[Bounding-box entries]
--- start ---

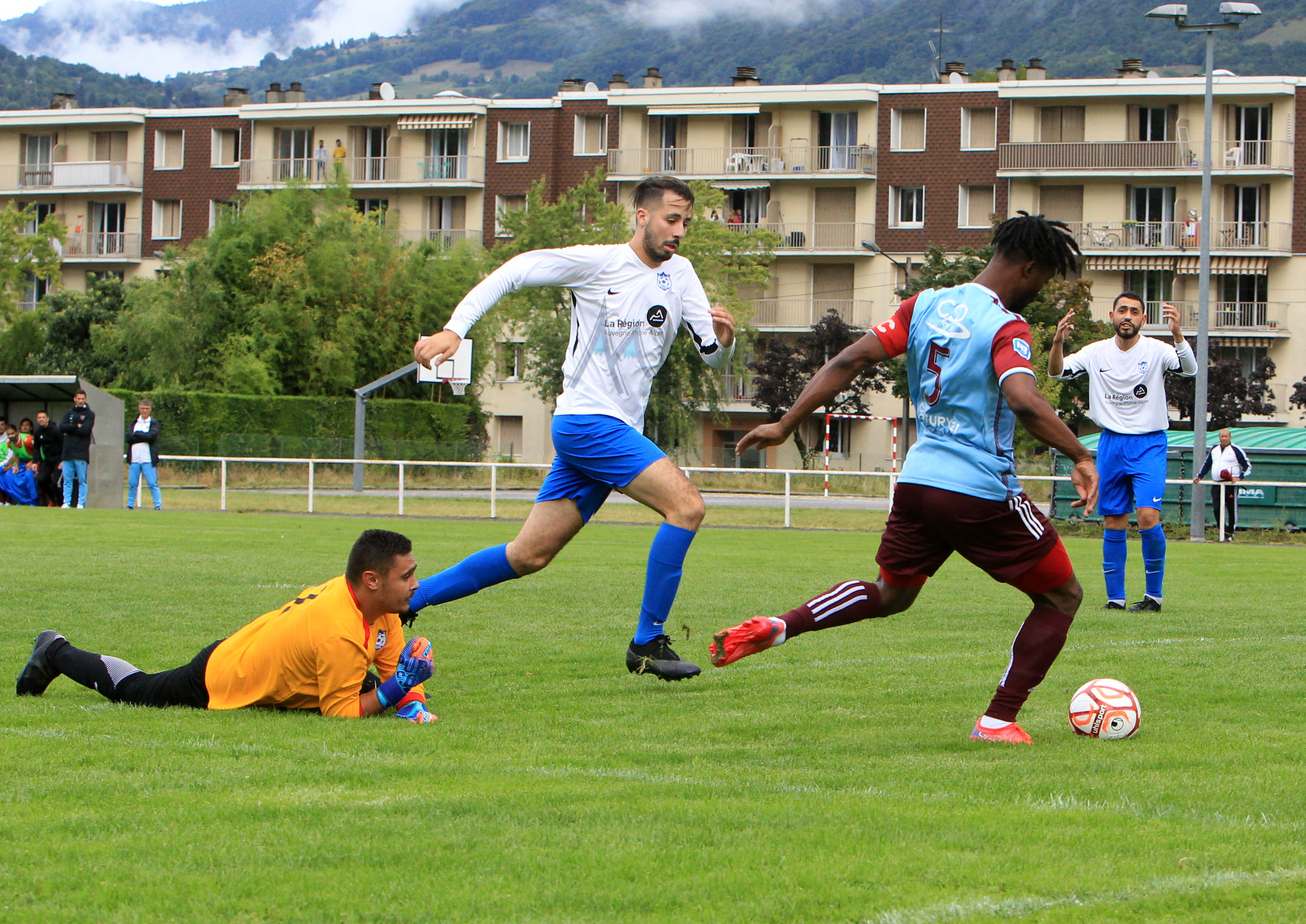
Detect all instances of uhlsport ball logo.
[1070,677,1143,739]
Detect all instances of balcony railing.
[240,154,485,185]
[726,222,875,251]
[1093,299,1288,333]
[998,141,1293,172]
[0,161,142,189]
[607,145,875,176]
[750,296,871,330]
[64,231,141,261]
[1070,221,1292,253]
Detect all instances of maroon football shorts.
[875,481,1075,594]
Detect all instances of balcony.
[1093,299,1288,337]
[607,145,875,179]
[1068,221,1293,253]
[240,154,485,187]
[726,222,875,253]
[748,295,872,330]
[0,161,144,192]
[998,141,1293,176]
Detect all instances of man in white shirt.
[127,398,163,510]
[1047,293,1198,612]
[1192,428,1251,541]
[409,176,734,680]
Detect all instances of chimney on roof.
[1115,57,1147,80]
[730,67,761,86]
[939,61,970,84]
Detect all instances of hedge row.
[110,389,483,456]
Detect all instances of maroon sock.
[780,581,880,641]
[985,605,1075,722]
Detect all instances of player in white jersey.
[410,176,734,680]
[1047,293,1198,612]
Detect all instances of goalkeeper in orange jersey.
[17,530,436,723]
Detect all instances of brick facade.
[875,84,1011,253]
[141,111,251,249]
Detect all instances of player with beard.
[710,212,1097,744]
[410,176,735,680]
[1047,293,1198,613]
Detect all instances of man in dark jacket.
[59,392,95,510]
[127,398,163,510]
[37,411,64,506]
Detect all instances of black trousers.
[1211,481,1238,536]
[112,638,223,709]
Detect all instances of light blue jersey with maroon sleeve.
[874,282,1034,501]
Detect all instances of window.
[957,187,995,229]
[213,128,240,167]
[889,110,925,151]
[961,106,998,151]
[572,116,607,157]
[153,199,182,240]
[494,342,526,381]
[499,121,530,161]
[494,196,526,238]
[154,128,185,170]
[889,187,925,229]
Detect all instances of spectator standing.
[35,411,64,506]
[1192,428,1251,541]
[59,392,95,510]
[313,138,330,183]
[127,398,163,510]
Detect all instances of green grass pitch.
[0,509,1306,924]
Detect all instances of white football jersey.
[444,244,734,431]
[1058,336,1198,434]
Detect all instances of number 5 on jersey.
[925,342,952,407]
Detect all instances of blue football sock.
[1102,530,1130,600]
[1139,523,1165,601]
[633,523,693,645]
[409,545,518,612]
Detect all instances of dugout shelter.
[1049,427,1306,530]
[0,376,127,510]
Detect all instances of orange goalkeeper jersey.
[204,575,423,718]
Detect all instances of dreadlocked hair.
[993,212,1080,277]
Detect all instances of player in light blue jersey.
[710,213,1097,744]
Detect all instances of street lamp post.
[1147,3,1260,541]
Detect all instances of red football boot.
[708,616,785,667]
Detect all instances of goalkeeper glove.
[394,699,440,725]
[376,638,435,709]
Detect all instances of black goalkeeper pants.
[48,638,223,709]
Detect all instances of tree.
[748,312,893,468]
[1165,351,1275,430]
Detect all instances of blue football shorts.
[1097,430,1166,517]
[535,414,666,523]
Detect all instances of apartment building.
[0,59,1306,468]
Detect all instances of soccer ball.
[1070,677,1141,739]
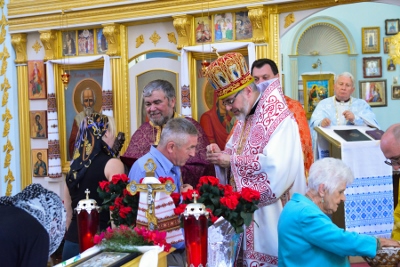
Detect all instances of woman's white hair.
[308,158,354,194]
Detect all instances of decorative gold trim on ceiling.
[8,0,310,33]
[277,0,373,13]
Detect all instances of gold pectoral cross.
[126,160,176,230]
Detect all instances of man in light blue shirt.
[129,118,198,267]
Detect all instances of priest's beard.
[83,107,94,116]
[236,102,250,121]
[149,108,174,126]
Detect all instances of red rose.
[171,192,181,207]
[182,189,200,201]
[206,208,219,223]
[199,176,219,186]
[220,195,239,210]
[114,197,124,207]
[158,177,175,184]
[119,207,132,219]
[122,188,132,196]
[242,187,260,202]
[218,184,233,196]
[99,181,110,192]
[174,204,187,215]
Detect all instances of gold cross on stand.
[126,159,176,231]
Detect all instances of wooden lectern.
[314,126,397,237]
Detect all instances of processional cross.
[126,159,176,230]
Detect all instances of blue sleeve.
[299,206,377,257]
[354,99,380,129]
[128,160,146,183]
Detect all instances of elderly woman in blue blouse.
[278,158,399,267]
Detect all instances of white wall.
[280,1,400,130]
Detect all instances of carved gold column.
[39,30,58,61]
[247,5,279,65]
[267,5,280,66]
[11,33,32,190]
[102,23,131,155]
[247,6,268,59]
[172,15,193,49]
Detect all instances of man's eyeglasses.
[222,90,242,107]
[385,156,400,166]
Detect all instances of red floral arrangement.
[174,176,260,233]
[93,225,171,252]
[97,174,180,226]
[97,174,139,226]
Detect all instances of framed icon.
[362,27,381,54]
[363,57,382,78]
[301,74,334,119]
[32,149,49,177]
[385,19,400,35]
[360,80,387,107]
[28,60,47,100]
[29,110,47,139]
[62,31,76,56]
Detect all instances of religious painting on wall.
[363,57,382,78]
[193,57,236,149]
[96,29,108,54]
[362,27,381,54]
[383,37,390,54]
[32,149,48,177]
[214,12,234,42]
[301,74,334,119]
[392,84,400,100]
[235,11,253,40]
[64,69,103,160]
[360,80,387,107]
[194,16,212,44]
[29,110,47,139]
[62,31,76,56]
[386,58,396,71]
[385,19,400,35]
[28,60,47,100]
[136,70,180,127]
[78,29,94,55]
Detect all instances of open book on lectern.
[333,129,371,142]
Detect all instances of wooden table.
[121,248,175,267]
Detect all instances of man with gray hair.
[121,80,215,187]
[129,118,198,267]
[68,87,96,158]
[381,123,400,240]
[304,72,379,151]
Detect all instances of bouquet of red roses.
[174,176,260,233]
[93,225,171,252]
[97,174,139,226]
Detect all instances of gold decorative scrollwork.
[249,6,268,43]
[103,23,121,56]
[3,140,14,152]
[389,33,400,64]
[11,33,27,64]
[4,168,15,196]
[149,31,161,46]
[173,15,193,49]
[136,34,144,48]
[283,12,296,29]
[0,77,11,107]
[0,8,12,196]
[167,32,176,44]
[39,30,57,60]
[32,40,42,54]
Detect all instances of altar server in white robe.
[206,53,306,266]
[310,72,379,151]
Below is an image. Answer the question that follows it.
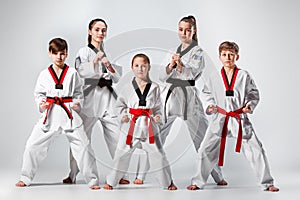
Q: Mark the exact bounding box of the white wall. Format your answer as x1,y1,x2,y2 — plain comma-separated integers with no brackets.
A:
0,0,300,181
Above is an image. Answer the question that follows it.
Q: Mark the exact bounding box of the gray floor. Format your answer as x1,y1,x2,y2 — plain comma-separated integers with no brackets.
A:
0,170,300,200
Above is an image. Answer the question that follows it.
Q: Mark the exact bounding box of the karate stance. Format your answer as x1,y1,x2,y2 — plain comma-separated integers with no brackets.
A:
104,54,177,190
16,38,100,189
187,41,279,192
63,18,122,183
160,16,227,185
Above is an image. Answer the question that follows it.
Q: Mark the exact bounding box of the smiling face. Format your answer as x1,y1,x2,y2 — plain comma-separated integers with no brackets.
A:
131,57,150,81
178,21,195,43
89,21,107,44
219,50,239,68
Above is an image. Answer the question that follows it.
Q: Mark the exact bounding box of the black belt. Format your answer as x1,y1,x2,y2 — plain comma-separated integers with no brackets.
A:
84,78,118,99
164,78,195,122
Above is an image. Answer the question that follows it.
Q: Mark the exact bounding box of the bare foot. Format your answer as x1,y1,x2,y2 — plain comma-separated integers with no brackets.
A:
90,185,100,190
63,177,76,184
16,181,26,187
265,185,279,192
217,179,228,186
119,178,130,185
168,181,177,190
133,178,144,185
186,185,200,190
103,183,113,190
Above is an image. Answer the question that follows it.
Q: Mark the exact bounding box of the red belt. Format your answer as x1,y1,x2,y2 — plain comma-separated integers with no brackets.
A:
126,108,154,145
217,106,244,166
43,96,73,124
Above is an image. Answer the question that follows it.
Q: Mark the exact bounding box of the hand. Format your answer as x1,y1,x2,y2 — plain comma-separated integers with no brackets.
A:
153,115,160,123
94,51,104,64
172,53,183,72
101,57,115,73
207,105,218,114
243,103,251,113
71,102,81,112
121,115,130,123
40,101,49,111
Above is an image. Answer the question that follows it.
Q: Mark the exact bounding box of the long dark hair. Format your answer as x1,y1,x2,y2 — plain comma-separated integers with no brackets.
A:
179,15,198,42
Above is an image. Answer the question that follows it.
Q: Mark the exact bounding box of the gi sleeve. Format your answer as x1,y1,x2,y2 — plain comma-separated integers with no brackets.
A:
75,48,101,78
183,47,205,80
245,73,259,113
73,72,84,107
202,79,216,115
114,92,129,122
34,72,47,112
107,64,122,83
152,86,163,118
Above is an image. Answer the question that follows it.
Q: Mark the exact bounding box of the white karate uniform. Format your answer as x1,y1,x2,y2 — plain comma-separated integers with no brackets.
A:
69,46,122,181
106,82,171,188
192,69,273,188
20,68,99,186
159,45,224,183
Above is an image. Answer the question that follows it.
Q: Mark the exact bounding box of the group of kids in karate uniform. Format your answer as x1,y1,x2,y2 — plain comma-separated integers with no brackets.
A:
16,16,279,192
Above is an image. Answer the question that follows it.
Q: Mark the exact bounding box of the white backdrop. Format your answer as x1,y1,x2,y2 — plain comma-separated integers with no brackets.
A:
0,0,300,184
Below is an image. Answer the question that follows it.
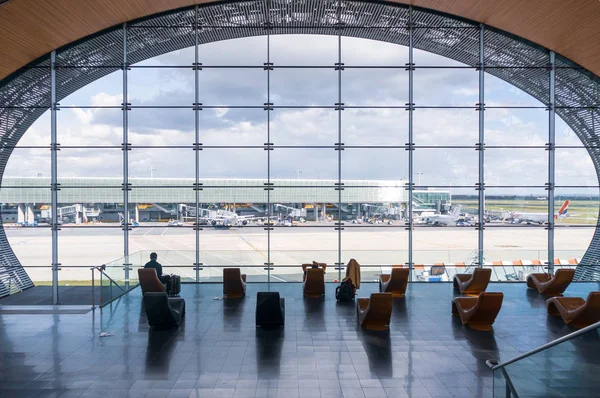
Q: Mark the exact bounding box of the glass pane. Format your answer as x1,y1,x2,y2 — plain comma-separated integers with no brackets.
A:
129,148,196,179
271,224,339,282
270,35,338,69
484,225,548,282
342,108,408,146
485,108,548,147
485,188,548,226
199,36,267,67
129,108,196,146
342,36,408,67
271,148,338,180
57,148,123,182
199,148,264,179
413,109,479,146
553,188,600,227
56,68,123,106
270,108,339,146
2,148,50,178
485,148,548,187
342,224,408,282
59,108,123,147
199,68,264,107
342,67,408,107
270,68,339,107
58,225,123,268
199,108,264,146
413,148,479,187
127,67,195,106
342,148,408,181
412,225,478,282
414,64,479,106
555,148,598,187
132,47,195,68
484,71,550,108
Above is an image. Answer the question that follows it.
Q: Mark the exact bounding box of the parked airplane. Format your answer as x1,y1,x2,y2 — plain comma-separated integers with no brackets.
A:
426,206,461,226
512,200,569,224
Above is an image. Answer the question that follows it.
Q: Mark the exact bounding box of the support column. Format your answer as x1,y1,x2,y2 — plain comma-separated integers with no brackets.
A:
121,23,131,285
476,24,485,267
546,51,556,274
406,7,415,281
17,203,25,224
50,51,60,305
336,7,344,281
194,5,202,283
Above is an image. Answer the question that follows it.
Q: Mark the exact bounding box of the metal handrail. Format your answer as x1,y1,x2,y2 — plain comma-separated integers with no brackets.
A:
486,322,600,370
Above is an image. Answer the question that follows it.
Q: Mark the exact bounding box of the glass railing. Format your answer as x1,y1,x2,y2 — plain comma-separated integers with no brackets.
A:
488,322,600,398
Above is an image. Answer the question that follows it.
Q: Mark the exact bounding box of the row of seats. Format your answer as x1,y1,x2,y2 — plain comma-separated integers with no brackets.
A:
527,269,600,329
452,268,600,330
138,266,600,330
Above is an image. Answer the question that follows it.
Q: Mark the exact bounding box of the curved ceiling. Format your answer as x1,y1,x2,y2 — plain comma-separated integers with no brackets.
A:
0,0,600,80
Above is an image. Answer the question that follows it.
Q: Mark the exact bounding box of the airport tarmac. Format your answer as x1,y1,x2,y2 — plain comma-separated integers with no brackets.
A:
6,223,594,284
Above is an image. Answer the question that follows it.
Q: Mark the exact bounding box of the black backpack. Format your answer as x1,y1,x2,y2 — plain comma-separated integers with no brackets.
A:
335,279,355,301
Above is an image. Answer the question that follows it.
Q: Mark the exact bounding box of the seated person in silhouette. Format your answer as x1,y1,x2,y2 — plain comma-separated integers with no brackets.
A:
144,252,164,283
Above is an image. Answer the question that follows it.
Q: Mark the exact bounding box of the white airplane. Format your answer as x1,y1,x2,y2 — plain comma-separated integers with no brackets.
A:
200,210,277,227
512,200,569,224
426,206,460,226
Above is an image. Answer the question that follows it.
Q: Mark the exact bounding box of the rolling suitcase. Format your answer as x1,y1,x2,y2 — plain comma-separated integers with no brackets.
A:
166,274,181,296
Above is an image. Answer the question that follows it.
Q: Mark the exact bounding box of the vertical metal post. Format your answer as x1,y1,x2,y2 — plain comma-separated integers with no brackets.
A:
338,1,344,281
194,5,200,283
407,7,415,282
90,267,96,309
50,51,59,305
122,23,131,284
265,8,273,291
477,24,485,267
547,51,556,274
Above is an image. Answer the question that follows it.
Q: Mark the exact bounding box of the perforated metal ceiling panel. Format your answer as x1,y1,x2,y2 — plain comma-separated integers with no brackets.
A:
0,0,600,296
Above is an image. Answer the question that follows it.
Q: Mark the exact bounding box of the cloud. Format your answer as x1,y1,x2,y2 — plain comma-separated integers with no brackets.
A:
5,36,597,194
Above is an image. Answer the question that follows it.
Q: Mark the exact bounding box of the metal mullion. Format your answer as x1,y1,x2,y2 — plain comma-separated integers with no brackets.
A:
548,51,556,274
265,8,274,289
336,2,343,281
408,7,414,282
122,22,129,284
194,5,200,283
477,24,485,267
50,51,59,305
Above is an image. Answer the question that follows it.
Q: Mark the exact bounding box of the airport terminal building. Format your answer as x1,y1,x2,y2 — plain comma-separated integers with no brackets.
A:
0,177,452,225
0,0,600,398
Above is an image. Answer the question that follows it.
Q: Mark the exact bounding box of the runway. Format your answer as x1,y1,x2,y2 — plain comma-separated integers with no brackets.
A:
6,223,594,284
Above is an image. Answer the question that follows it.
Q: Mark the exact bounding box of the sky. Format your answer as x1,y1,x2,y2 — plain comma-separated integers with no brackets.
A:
5,35,598,195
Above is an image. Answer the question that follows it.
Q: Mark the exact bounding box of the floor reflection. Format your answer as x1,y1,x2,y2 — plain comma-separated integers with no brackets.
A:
360,330,394,378
303,297,326,332
256,328,285,380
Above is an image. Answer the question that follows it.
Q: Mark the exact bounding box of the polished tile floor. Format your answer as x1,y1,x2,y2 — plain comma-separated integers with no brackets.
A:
0,283,600,398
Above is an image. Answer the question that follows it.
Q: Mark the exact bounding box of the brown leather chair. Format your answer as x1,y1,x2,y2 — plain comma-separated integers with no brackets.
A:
356,293,394,330
527,268,575,296
452,292,504,330
546,292,600,329
454,268,492,294
223,268,246,298
138,268,167,294
303,268,325,297
379,267,410,297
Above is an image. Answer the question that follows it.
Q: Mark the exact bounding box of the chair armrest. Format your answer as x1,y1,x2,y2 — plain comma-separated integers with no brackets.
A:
454,297,477,311
454,274,473,282
356,298,371,312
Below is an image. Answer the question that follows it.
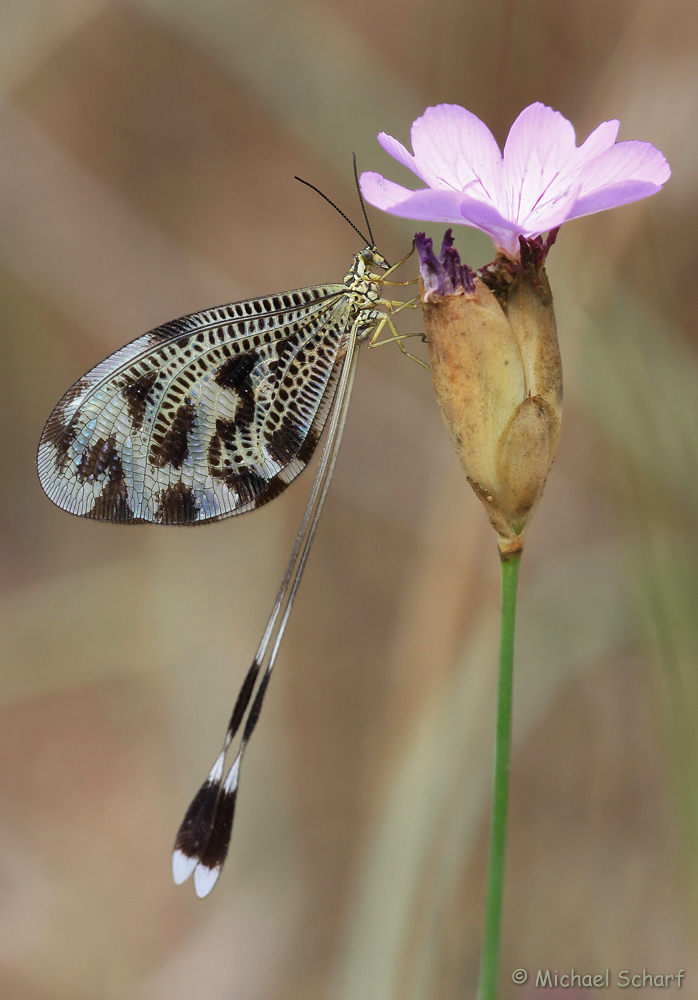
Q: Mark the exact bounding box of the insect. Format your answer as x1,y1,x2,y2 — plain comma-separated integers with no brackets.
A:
38,172,418,897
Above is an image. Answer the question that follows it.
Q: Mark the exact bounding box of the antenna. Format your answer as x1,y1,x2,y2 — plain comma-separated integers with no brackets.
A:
351,152,376,247
293,174,374,247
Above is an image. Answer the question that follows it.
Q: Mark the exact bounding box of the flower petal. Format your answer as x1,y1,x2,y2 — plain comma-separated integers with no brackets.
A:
412,104,502,203
359,170,424,214
500,103,577,223
576,118,620,166
568,140,671,219
378,132,426,180
361,184,467,225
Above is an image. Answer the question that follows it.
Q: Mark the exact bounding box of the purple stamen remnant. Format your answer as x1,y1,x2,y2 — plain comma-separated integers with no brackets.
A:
414,229,475,302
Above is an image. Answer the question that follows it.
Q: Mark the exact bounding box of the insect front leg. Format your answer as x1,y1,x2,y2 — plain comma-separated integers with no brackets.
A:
368,312,431,371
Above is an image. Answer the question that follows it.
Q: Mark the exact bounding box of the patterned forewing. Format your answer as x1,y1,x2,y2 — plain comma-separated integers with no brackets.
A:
38,284,352,524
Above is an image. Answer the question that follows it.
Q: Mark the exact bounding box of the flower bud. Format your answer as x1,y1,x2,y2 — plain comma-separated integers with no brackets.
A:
415,230,562,553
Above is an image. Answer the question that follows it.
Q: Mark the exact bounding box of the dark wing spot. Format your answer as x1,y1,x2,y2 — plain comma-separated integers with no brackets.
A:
213,351,259,389
155,483,199,524
235,383,257,430
121,369,158,431
41,378,89,468
75,437,124,483
226,470,269,506
77,437,133,521
149,401,196,469
266,417,303,465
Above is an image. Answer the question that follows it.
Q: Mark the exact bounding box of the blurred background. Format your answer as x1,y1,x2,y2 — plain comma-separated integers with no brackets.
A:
0,0,698,1000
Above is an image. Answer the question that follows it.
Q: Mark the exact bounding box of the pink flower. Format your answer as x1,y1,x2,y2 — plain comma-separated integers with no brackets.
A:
361,103,671,257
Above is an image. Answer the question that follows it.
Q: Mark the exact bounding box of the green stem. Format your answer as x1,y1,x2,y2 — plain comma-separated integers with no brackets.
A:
478,552,521,1000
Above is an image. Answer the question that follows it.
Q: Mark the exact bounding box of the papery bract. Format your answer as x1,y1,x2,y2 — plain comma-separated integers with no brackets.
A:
361,103,671,257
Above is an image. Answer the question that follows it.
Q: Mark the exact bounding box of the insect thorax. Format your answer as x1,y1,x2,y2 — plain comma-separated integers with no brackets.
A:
344,247,386,341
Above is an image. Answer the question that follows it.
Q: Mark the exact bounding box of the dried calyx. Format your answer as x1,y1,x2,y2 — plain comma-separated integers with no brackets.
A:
415,230,562,555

--- end ---

:: What to produce ::
Pull out every line of the entries above that contains the string "green", matching letter case exactly.

:: Solved problem ::
Detect all instances of green grass pitch.
Q: Mark the exact bounding box of the green stem. Format your answer as x1,y1,x2,y2 — plain comma-separated integers with no brackets.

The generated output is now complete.